▶ _Action item_: Look below for the line that contains "Would you be willing to mark the rocky shoreline", then copy it and each following line exactly, through and including the line that contains "Would you be willing to mark the green".

▶ _Given data_:
((

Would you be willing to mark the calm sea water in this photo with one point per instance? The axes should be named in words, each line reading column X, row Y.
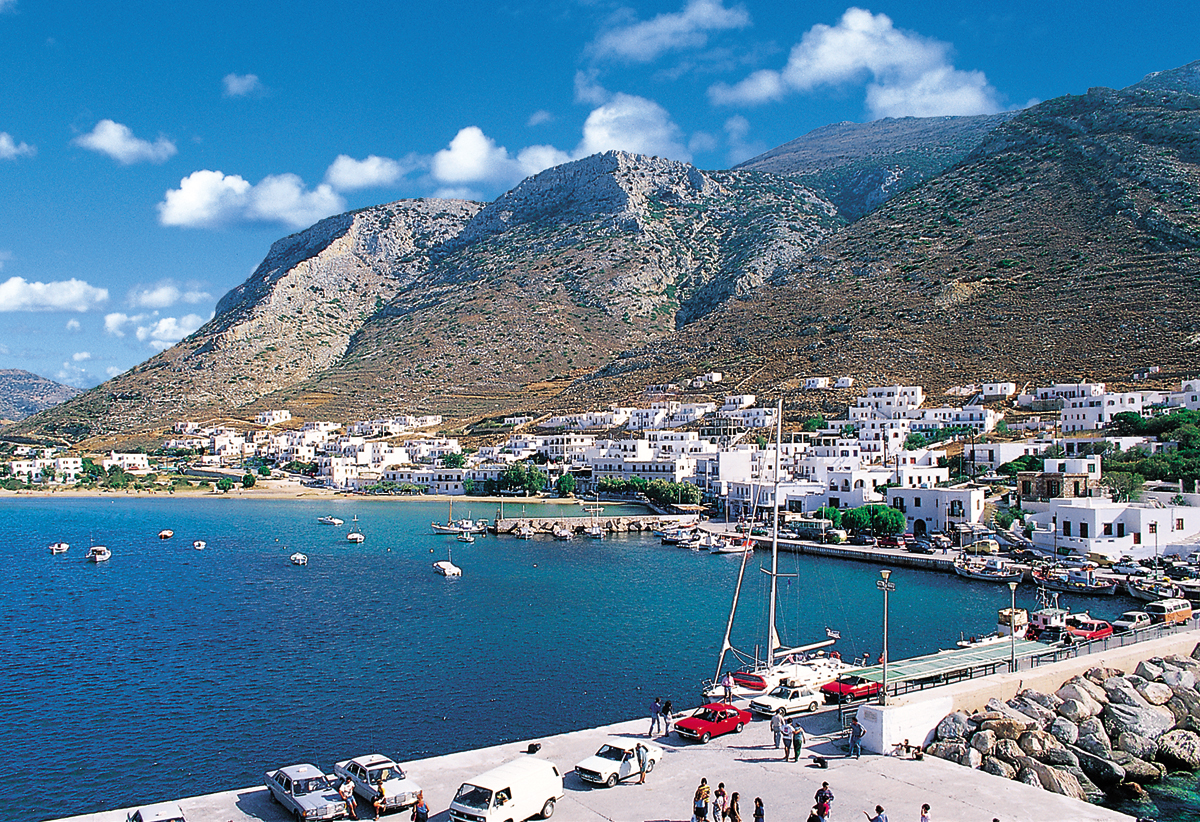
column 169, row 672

))
((

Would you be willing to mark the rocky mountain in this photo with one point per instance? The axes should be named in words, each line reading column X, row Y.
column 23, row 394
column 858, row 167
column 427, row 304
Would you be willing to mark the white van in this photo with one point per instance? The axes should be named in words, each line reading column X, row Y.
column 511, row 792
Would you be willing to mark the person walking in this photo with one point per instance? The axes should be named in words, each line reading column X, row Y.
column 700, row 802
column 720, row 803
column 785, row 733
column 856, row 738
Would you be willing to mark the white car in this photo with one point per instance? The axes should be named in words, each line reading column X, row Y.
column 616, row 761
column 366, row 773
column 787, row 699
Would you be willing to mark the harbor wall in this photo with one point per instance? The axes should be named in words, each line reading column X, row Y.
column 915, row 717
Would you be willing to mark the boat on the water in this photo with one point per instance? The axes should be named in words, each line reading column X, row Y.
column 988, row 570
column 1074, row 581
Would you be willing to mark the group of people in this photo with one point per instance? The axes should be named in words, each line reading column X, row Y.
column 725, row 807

))
((

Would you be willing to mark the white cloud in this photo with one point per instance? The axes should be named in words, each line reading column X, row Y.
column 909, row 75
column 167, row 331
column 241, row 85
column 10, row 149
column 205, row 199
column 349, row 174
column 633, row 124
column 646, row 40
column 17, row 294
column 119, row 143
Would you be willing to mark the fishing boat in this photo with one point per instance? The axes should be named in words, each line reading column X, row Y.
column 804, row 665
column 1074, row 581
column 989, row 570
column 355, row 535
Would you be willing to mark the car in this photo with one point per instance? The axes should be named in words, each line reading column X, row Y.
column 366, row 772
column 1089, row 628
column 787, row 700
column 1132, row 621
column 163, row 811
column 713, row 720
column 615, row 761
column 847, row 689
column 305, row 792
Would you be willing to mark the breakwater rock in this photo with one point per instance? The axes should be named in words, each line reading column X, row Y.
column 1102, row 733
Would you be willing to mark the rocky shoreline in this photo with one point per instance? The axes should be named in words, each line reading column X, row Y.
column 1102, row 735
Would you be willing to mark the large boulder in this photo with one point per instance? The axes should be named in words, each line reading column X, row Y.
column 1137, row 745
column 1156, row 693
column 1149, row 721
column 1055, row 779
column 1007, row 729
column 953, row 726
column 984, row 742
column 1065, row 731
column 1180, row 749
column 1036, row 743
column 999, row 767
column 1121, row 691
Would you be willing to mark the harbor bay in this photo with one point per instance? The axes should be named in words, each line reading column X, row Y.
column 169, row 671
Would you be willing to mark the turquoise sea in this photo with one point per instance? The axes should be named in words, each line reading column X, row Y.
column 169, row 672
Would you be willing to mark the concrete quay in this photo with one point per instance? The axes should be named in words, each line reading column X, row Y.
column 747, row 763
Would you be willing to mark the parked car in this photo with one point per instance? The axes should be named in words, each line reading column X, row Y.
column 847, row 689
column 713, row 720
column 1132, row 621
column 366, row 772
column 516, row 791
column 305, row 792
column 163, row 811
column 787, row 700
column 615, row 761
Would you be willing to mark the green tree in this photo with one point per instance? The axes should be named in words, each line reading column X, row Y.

))

▶ _Solved problem_:
Would you be willing to mark the rocky shoreline in this photo with one point per instance? The axes should be named in words, each line reading column X, row Y.
column 1102, row 735
Would you be willing to mark the large boulder in this photo with one point per instance? The axes should be named in words, each line reading column X, row Y.
column 1137, row 745
column 1156, row 693
column 1149, row 721
column 1055, row 779
column 1007, row 729
column 953, row 726
column 984, row 742
column 1065, row 731
column 1180, row 749
column 1036, row 743
column 999, row 767
column 1121, row 691
Would you be willing to mark the harbor bay in this photo with one point per instance? The axes should be named in words, each line reading column X, row Y.
column 169, row 671
Would you be willing to mark the turquoise sea in this photo with one point per instance? The axes should be named in words, each line reading column X, row Y.
column 169, row 672
Would you be willing to mark the concrete quay in this photo with one point per instance? The axes should be named in words, each line reading column X, row Y.
column 747, row 763
Would you be willing to mark the parked car in this photo with one point per instance? The axes should be named in words, each line reading column X, row Y.
column 847, row 689
column 713, row 720
column 1132, row 621
column 366, row 772
column 516, row 791
column 305, row 792
column 163, row 811
column 787, row 700
column 615, row 761
Would you be willing to mark the green tree in this photo with one point per instance? The axes should be named in words, each line reading column X, row Y.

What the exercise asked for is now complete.